→ **Raw data**:
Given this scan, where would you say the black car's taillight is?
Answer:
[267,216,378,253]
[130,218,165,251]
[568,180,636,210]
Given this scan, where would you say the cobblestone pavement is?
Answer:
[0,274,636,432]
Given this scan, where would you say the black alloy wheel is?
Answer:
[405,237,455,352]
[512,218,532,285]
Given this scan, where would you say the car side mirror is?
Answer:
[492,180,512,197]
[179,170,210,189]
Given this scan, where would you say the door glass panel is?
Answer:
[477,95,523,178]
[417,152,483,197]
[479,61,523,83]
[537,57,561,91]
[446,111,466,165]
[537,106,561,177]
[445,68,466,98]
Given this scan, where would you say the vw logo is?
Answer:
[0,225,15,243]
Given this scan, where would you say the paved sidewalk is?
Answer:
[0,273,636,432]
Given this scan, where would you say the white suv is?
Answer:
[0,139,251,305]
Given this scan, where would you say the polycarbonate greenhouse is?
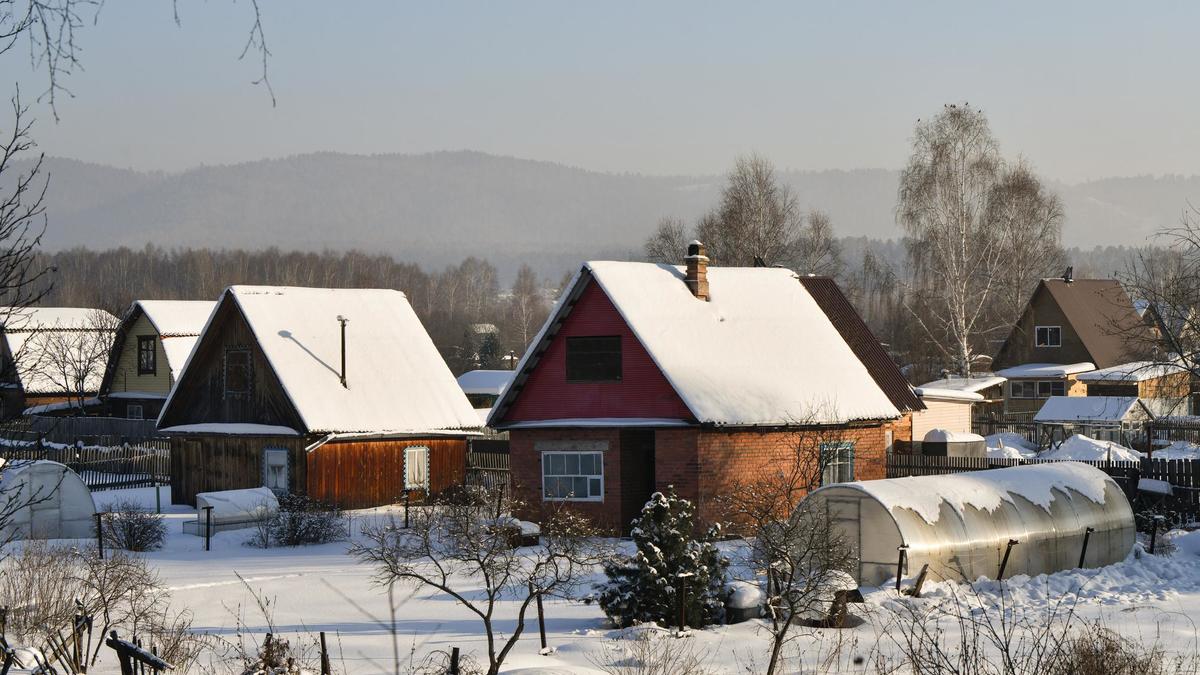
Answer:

→ **What is needed**: Rescale the material above by repeating all of its lines, requests included, with every bounding box coordinate in the answers multiplied by 2.4 and rounded to a whole number, halves rounded up. Leave the pictures out of your reply.

→ **Answer to this task**:
Given this scan, where would you say the black car's taillight is?
Answer:
[641,518,907,607]
[312,523,396,602]
[1363,432,1526,504]
Given this scan, where would you say the cobblestone pavement is?
Answer:
[0,658,1526,1037]
Given this scan, where would you say the black alloy wheel is?
Answer:
[972,569,1092,845]
[1229,523,1277,684]
Given this scan, where would you say the car side mirror is?
Answer:
[1181,432,1229,473]
[430,408,504,454]
Given this scan, where would you say the door glass panel is?
Answer:
[1145,228,1255,427]
[1001,365,1159,473]
[1150,146,1255,199]
[1289,137,1346,218]
[1070,266,1118,396]
[1289,254,1346,425]
[1068,163,1118,235]
Given this scan, where would you say the vw logo is?
Answer:
[0,540,36,583]
Given this scan, where would you say the paved sidewalk is?
Answer:
[0,655,1526,1037]
Given this scan, where would you say the white suv is?
Answer:
[0,334,602,732]
Given this scan, where would you say the polycarbonate greenhouse is?
Answer:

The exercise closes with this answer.